### TASK OBJECTIVE
Can you retype every record below exactly as written?

### RECORDS TO PROCESS
--*--
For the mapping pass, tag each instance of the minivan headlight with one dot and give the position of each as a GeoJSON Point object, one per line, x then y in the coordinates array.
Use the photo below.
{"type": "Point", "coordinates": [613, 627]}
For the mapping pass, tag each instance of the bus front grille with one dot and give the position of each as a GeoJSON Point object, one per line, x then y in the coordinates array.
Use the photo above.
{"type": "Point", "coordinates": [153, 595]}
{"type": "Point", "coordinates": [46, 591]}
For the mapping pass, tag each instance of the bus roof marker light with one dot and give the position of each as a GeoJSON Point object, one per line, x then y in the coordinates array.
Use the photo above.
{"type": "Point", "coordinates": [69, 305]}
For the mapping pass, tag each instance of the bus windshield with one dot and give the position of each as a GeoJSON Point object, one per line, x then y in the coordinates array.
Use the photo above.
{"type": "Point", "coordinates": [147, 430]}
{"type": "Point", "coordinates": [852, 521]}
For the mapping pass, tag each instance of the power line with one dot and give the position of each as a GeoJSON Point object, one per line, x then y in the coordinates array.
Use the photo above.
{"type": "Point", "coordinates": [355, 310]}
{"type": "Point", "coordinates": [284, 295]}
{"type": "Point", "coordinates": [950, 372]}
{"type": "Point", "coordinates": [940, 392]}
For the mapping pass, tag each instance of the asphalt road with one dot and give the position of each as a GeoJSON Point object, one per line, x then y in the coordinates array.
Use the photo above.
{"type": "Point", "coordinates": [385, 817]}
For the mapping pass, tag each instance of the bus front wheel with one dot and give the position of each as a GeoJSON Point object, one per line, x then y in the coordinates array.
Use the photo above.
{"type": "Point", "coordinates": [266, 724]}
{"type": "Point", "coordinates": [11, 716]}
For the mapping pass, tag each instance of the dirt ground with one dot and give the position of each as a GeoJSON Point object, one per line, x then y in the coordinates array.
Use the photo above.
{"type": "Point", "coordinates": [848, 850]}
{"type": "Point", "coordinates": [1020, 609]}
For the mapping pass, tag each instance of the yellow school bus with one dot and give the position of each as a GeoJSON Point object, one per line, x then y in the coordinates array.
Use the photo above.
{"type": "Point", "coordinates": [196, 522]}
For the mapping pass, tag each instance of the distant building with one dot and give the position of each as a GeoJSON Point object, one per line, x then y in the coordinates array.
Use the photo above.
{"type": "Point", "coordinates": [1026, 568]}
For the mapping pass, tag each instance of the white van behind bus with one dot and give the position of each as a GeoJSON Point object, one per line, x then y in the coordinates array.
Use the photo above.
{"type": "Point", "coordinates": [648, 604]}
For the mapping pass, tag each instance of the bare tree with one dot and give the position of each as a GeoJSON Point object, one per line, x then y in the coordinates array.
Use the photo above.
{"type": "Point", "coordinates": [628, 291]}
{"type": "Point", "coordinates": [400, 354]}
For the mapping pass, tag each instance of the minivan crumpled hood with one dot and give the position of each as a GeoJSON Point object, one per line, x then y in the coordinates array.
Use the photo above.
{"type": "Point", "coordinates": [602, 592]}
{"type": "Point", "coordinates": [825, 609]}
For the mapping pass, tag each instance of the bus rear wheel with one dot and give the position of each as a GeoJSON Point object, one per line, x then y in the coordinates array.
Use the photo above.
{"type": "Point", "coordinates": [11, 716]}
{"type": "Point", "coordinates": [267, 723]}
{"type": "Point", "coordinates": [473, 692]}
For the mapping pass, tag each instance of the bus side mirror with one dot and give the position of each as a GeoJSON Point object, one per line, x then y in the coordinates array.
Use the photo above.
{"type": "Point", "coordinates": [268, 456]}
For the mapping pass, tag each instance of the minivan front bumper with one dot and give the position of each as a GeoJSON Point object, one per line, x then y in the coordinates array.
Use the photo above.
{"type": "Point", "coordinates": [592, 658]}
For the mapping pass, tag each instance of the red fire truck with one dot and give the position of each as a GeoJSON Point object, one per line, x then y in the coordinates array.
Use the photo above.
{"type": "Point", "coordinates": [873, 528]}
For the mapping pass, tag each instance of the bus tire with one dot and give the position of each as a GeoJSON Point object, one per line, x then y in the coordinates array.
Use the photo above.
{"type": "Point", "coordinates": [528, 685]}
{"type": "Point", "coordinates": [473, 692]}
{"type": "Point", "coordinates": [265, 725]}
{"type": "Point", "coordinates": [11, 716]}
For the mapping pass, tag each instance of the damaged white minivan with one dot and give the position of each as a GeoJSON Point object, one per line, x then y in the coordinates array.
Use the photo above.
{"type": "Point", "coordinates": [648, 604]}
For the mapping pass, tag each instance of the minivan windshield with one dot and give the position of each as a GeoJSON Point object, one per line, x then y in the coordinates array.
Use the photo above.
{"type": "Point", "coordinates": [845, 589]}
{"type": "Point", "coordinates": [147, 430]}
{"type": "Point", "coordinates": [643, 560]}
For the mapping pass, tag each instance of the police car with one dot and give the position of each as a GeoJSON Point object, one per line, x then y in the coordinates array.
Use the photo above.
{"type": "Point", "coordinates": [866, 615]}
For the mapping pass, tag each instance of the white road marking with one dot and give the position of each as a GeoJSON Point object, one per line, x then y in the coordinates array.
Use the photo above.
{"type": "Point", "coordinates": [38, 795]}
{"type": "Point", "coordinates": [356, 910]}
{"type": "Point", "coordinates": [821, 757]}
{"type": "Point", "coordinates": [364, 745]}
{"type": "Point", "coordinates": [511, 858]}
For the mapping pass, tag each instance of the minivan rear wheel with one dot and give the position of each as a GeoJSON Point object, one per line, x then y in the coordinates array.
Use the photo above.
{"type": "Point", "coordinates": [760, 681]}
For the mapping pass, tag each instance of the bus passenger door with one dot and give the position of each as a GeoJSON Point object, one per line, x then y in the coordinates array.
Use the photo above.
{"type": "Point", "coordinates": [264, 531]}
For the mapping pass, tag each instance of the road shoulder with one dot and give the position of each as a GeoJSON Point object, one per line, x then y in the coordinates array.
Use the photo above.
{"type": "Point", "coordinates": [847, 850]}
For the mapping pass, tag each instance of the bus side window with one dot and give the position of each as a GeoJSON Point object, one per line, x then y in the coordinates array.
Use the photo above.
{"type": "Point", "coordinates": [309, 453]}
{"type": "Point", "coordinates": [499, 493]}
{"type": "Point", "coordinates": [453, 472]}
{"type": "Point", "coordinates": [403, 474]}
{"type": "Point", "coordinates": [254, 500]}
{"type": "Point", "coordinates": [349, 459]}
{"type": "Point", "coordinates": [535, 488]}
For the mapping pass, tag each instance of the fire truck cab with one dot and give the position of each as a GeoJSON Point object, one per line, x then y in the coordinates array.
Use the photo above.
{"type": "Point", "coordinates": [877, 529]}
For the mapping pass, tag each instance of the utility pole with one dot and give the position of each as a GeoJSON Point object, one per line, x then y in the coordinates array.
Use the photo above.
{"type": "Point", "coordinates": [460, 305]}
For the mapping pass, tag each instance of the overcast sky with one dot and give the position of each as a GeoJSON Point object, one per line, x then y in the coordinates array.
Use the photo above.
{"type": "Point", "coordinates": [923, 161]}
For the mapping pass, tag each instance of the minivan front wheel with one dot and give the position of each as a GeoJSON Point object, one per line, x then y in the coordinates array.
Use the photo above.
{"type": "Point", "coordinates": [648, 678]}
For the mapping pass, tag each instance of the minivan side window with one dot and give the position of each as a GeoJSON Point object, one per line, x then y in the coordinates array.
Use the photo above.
--*--
### EXPECTED ANSWER
For the mapping pass, tag each instance of the minivan headlight with one dot and give the position of each as a GeoJSON Point object, one per line, x then y in the coordinates array.
Use the photo below.
{"type": "Point", "coordinates": [613, 627]}
For the mapping pass, tag each instance of the bus front grille with one dot and give the position of each as a GeoJSON Point object, one per line, x then y in the coordinates array.
Use the photo above.
{"type": "Point", "coordinates": [153, 595]}
{"type": "Point", "coordinates": [46, 591]}
For the mapping pass, tag each instance of the bus roof marker light with one dot and give the position of each as a GeoJSON Point object, one per line, x then y in the coordinates array.
Use the photo above.
{"type": "Point", "coordinates": [69, 305]}
For the mapping pass, tag each instance of the bus windshield with one dot and give the position of each as a GeoJSON Point object, one per line, x then y in the coordinates array.
Use the photo above.
{"type": "Point", "coordinates": [147, 430]}
{"type": "Point", "coordinates": [852, 521]}
For the mapping pass, tag each instance of the power line with one dot and give the position of each as a GeoJSON Point object, one per line, x then y in the coordinates array.
Use the photo above.
{"type": "Point", "coordinates": [355, 310]}
{"type": "Point", "coordinates": [284, 295]}
{"type": "Point", "coordinates": [950, 372]}
{"type": "Point", "coordinates": [940, 392]}
For the mapping pass, tag each instance of the asphalt road with one dot and give the position of each as a GeoJSON Point object, one per line, x then y in the coordinates array.
Use the photo above.
{"type": "Point", "coordinates": [385, 817]}
For the mapping pass, tag each instance of the bus front wheel with one dot and give the position of each as a GeoJSON Point object, one per line, x then y in the coordinates array.
Use the photo above.
{"type": "Point", "coordinates": [266, 724]}
{"type": "Point", "coordinates": [11, 716]}
For the mapping pass, tag each instance of the dirt ground with one dot and give the position of each as a GeoJSON Point object, one per line, x then y in the coordinates array.
Use the photo above.
{"type": "Point", "coordinates": [848, 850]}
{"type": "Point", "coordinates": [1020, 609]}
For the mapping pass, tag each instance of the yellow school bus with one dot and give the position of each as a GeoJSON Point object, one per line, x then y in the coordinates array.
Use the photo above.
{"type": "Point", "coordinates": [196, 522]}
For the mapping pass, tag each instance of the distant building with one dot and give the position of each as a GeoJSON Point object, one per line, x then y in the coordinates array.
Use the photo above.
{"type": "Point", "coordinates": [1026, 568]}
For the mapping pass, tag each instance of the white van behind bus with one dot and give the position of each as a GeoJSON Point object, one per line, x then y in the coordinates array.
Use the photo above.
{"type": "Point", "coordinates": [648, 604]}
For the mapping pass, tag each instance of the bare tree with one dot and give the position of each as a GeoJSON Point object, one per line, x then y in the coordinates array.
Use the photo above.
{"type": "Point", "coordinates": [628, 291]}
{"type": "Point", "coordinates": [400, 354]}
For the mapping pass, tag each instance of the minivan crumpled hood with one dot and give the position of each as a GeoJSON Point object, one per line, x then y in the coordinates array.
Use the photo above.
{"type": "Point", "coordinates": [602, 592]}
{"type": "Point", "coordinates": [825, 609]}
For the mapping pass, tag each instance of the bus rear wheel with one dot and give the position of each as a GeoJSON Point object, one per line, x then y in the coordinates array.
Use the photo above.
{"type": "Point", "coordinates": [11, 716]}
{"type": "Point", "coordinates": [267, 723]}
{"type": "Point", "coordinates": [473, 692]}
For the mapping pass, tag each instance of the bus side mirror with one dot and give the position of each as a GeoJSON Point object, one per line, x then y in the coordinates array.
Use the photo above.
{"type": "Point", "coordinates": [268, 456]}
For the mapping pass, tag each instance of the minivan front bumper with one dot and give the position of each as a GeoJSON Point object, one per line, x then y in the coordinates array.
Use the photo above.
{"type": "Point", "coordinates": [592, 658]}
For the mapping pass, tag each instance of the red fire truck with one dot and give the position of each as a GeoJSON Point object, one per line, x then y in the coordinates array.
Use the photo above.
{"type": "Point", "coordinates": [873, 528]}
For the mapping pass, tag each instance of the bus tire with one dot and give the position of each as a GeoJSON Point object, one per line, x then y in the coordinates array.
Use the photo above.
{"type": "Point", "coordinates": [528, 685]}
{"type": "Point", "coordinates": [473, 692]}
{"type": "Point", "coordinates": [265, 725]}
{"type": "Point", "coordinates": [11, 716]}
For the mapping pass, tag each instance of the damaged white minivan with one dot and give the position of each as a GeoJSON Point object, one per line, x then y in the coordinates array.
Use the photo above.
{"type": "Point", "coordinates": [648, 604]}
For the mapping pass, tag each instance of the minivan windshield with one dot and give the position of each as a GeoJSON Point object, one per line, x then y in the coordinates array.
Use the photo above.
{"type": "Point", "coordinates": [845, 589]}
{"type": "Point", "coordinates": [147, 430]}
{"type": "Point", "coordinates": [643, 560]}
For the mapping pass, tag each instance of the police car with one dot and give the position of each as a GeoJSON Point object, one per line, x then y in the coordinates array.
Use the photo above.
{"type": "Point", "coordinates": [866, 615]}
For the mapping pass, tag each instance of the white road marking with one dot and give the position of each as a GeoJSON Point object, one per line, x then y in the coordinates array.
Use the photo above.
{"type": "Point", "coordinates": [38, 795]}
{"type": "Point", "coordinates": [356, 910]}
{"type": "Point", "coordinates": [821, 757]}
{"type": "Point", "coordinates": [364, 745]}
{"type": "Point", "coordinates": [511, 858]}
For the mapping pass, tag each instance of the minivan rear wheel with one dot and give the position of each as a GeoJSON Point object, one per line, x then y in the coordinates array.
Use the photo above.
{"type": "Point", "coordinates": [760, 681]}
For the mapping pass, tag each instance of the bus passenger door with one dot and give the position of each as a GeoJSON Point object, one per line, x then y in the coordinates array.
Use the photo above.
{"type": "Point", "coordinates": [264, 531]}
For the mapping pass, tag each instance of the road shoulder with one dot and give the position of each as a GeoJSON Point object, one per line, x then y in the coordinates array.
Use the photo above.
{"type": "Point", "coordinates": [847, 850]}
For the mapping pass, tag each instance of the bus side window with one dot and give the position of each as a GeoJSON Point object, one per line, x then y in the coordinates array.
Use the photo above.
{"type": "Point", "coordinates": [309, 453]}
{"type": "Point", "coordinates": [499, 493]}
{"type": "Point", "coordinates": [453, 472]}
{"type": "Point", "coordinates": [403, 474]}
{"type": "Point", "coordinates": [254, 500]}
{"type": "Point", "coordinates": [349, 459]}
{"type": "Point", "coordinates": [535, 488]}
For the mapping pass, tag each instance of the fire truck cab with one dot and give the position of each as a GeoJSON Point object, one per line, x then y in the coordinates array.
Use the photo above.
{"type": "Point", "coordinates": [877, 529]}
For the mapping pass, tag each instance of the utility pole with one dot and give the position of each as a GeoJSON Point object, one per line, x then y in the coordinates array.
Use the photo above.
{"type": "Point", "coordinates": [460, 305]}
For the mapping pass, tag each instance of the overcast sky with one dot and give the position of each as a GeoJSON Point object, one per line, x then y in the coordinates array.
Use the photo above.
{"type": "Point", "coordinates": [923, 161]}
For the mapping pass, tag each instance of the minivan front wheel with one dot and give the position of each as a GeoJSON Point object, one per line, x then y in the coordinates array.
Use the photo above.
{"type": "Point", "coordinates": [648, 678]}
For the mapping pass, tag each instance of the minivan side window with one dot and give the position of each as a GeoJSON Point object, one per line, x then y in the coordinates array.
Use the photo above.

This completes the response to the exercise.